Text to read
# Opinions of where to live



## Rob Escoces (Mar 5, 2020)

HI everyone, in august my wife and I are moving to Spain, I´d like some ideas of places with cheap rents and away from the pubs and noisy nightlife. Anywhere on the costa del sol.


----------



## xabiaxica (Jun 23, 2009)

Rob Escoces said:


> HI everyone, in august my wife and I are moving to Spain, I´d like some ideas of places with cheap rents and away from the pubs and noisy nightlife. Anywhere on the costa del sol.


:welcome:

Have you visited the area at all? Is there anywhere that you have been that you didn't like / did like?

That will help members with recommendations.


----------



## fortrose52 (Nov 29, 2018)

Pruna, nice working class town with friendly people. (I am biased). Olvera, though it has some very steep streets. Antequerra, lovely wee town. The city of Malaga


----------



## CarolineBud (Mar 7, 2020)

Hi Rob
My husband Colin and I are also planning a move to Spain this year, September / October time. Still undecided about region but Estepona sounds lovely, not too quiet but peaceful enough. Planning to do an air BB for a couple of months to get our bearings and then settle on an area. I'm sure you have already looked but there are loads of YouTube clips on different parts of Spain to give some ideas and Colin has done a few virtual tours using google earth. The great thing about renting is that if it;s not quite what you are looking for you can rent somewhere else 
Good Luck


----------



## Rob Escoces (Mar 5, 2020)

xabiaxica said:


> :welcome:
> 
> Have you visited the area at all? Is there anywhere that you have been that you didn't like / did like?
> 
> That will help members with recommendations.


yes I have been there several times but going on holiday is a bit different from living there. I guess I´d like somewhere kind of quiet but close enough to everything for shopping , going out etc. I had thought about Alicante but I´m sure it´s not the only place worth thinking about.


----------



## Joppa (Sep 7, 2009)

Consider Nerja, and nearby town of Torrox Costa. Nerja has retained much of the Spanish atmosphere, even though it has a large number of expats, mainly British, Irish and Scandinavians, who are attracted to the excellent climate, Spanish atmosphere, and many places to eat and shop. The only downside is for long stayer it has become rather expensive and reasonably-priced long-term rental is hard to find. Torrox Costa, only 10 min by car or 15 by frequent bus, has a large German population as well as British and rent is cheaper and properties easier to find. 
It gets cheaper as you go further inland, such as Torrox Pueblo and white towns of Frigiliana and Competa, but you really need a car to get to the coast for proper shopping and services.


----------



## ccm47 (Oct 15, 2013)

Alicante is looong way from the Costa del Sol! 

If you are prepared to go that far North, you could look at the Murcia region which is south of Alicante. Even the coastal towns have reasonable rents and facilities. Aguilas for example has history, 3 beaches, a marina, a theatre, good local shopping and much else besides. Rents for a recent 3bed, 2 bath, balcony flat with sea view start at around 500 euros a month.


----------

Stated goal 1
Extract every line of the entries that contains the string "hand".
The forum thread and the entries come from separate sources.

Dataset entries on where objects appear
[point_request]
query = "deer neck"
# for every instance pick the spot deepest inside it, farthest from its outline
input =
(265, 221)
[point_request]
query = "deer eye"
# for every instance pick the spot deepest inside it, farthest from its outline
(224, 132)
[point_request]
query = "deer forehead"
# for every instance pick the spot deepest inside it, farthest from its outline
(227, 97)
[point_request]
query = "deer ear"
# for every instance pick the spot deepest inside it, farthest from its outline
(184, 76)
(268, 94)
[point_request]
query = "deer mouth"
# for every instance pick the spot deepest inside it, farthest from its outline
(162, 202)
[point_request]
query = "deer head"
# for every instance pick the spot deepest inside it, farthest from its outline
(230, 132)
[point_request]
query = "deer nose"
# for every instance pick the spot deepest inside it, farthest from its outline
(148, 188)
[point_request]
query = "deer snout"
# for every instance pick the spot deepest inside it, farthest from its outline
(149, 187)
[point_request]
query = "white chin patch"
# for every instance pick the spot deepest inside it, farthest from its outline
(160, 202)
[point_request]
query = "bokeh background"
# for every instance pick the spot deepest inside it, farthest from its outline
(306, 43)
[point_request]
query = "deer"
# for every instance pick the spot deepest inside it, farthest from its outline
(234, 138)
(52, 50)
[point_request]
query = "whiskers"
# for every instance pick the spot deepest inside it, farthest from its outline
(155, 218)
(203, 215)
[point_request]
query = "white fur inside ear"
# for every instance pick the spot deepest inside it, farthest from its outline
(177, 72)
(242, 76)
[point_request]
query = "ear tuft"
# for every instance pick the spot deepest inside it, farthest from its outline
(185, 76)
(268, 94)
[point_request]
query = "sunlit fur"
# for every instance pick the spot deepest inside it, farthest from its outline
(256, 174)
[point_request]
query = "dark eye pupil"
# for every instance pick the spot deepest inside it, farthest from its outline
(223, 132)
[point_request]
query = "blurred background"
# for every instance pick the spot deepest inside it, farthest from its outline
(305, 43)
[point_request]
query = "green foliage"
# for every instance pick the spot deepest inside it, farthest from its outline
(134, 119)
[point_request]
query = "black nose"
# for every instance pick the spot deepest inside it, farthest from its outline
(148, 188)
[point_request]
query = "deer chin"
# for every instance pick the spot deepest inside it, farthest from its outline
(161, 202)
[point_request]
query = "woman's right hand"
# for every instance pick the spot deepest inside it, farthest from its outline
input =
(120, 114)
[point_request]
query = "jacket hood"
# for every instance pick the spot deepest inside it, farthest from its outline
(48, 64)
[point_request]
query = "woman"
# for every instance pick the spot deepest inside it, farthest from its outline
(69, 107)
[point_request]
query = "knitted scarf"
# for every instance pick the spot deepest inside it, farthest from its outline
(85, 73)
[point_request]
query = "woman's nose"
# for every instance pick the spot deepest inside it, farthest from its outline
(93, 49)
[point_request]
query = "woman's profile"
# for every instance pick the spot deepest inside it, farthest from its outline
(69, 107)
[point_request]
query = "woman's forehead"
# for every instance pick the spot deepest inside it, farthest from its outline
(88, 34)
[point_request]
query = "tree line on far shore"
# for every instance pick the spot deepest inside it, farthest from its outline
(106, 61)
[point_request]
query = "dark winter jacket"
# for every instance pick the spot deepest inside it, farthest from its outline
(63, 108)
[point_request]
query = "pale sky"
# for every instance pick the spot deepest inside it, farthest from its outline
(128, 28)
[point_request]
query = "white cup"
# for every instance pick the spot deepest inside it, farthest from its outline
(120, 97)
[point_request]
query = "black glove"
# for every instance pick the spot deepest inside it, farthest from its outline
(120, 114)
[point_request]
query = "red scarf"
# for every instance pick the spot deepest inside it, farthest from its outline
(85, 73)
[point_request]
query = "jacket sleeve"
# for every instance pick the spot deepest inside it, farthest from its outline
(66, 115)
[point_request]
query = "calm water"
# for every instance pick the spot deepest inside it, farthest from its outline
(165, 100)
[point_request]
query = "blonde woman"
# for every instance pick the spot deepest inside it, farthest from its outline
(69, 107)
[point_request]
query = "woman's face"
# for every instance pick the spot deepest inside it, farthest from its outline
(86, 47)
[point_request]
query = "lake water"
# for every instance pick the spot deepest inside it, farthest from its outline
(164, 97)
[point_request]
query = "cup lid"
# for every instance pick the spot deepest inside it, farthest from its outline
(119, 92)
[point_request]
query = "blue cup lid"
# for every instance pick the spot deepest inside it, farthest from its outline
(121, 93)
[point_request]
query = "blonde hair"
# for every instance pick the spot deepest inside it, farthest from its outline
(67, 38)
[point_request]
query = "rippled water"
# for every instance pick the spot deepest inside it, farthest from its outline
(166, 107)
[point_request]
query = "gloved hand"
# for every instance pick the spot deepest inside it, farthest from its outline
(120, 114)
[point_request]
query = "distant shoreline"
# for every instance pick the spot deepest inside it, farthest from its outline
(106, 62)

Stated goal 2
Based on the forum thread, say whether each statement holds: (a) Joppa says Torrox Costa is 10 minutes by car from Nerja; (b) ccm47 places the Murcia region north of Alicante; (c) CarolineBud plans to move to Spain in the spring. Answer yes or no and quote the deciding words.

Right answer 1
query = "woman's right hand"
query = "gloved hand"

Right answer 2
(a) Yes: "Torrox Costa, only 10 min by car or 15 by frequent bus"
(b) No: "the Murcia region which is south of Alicante"
(c) No: "September / October time"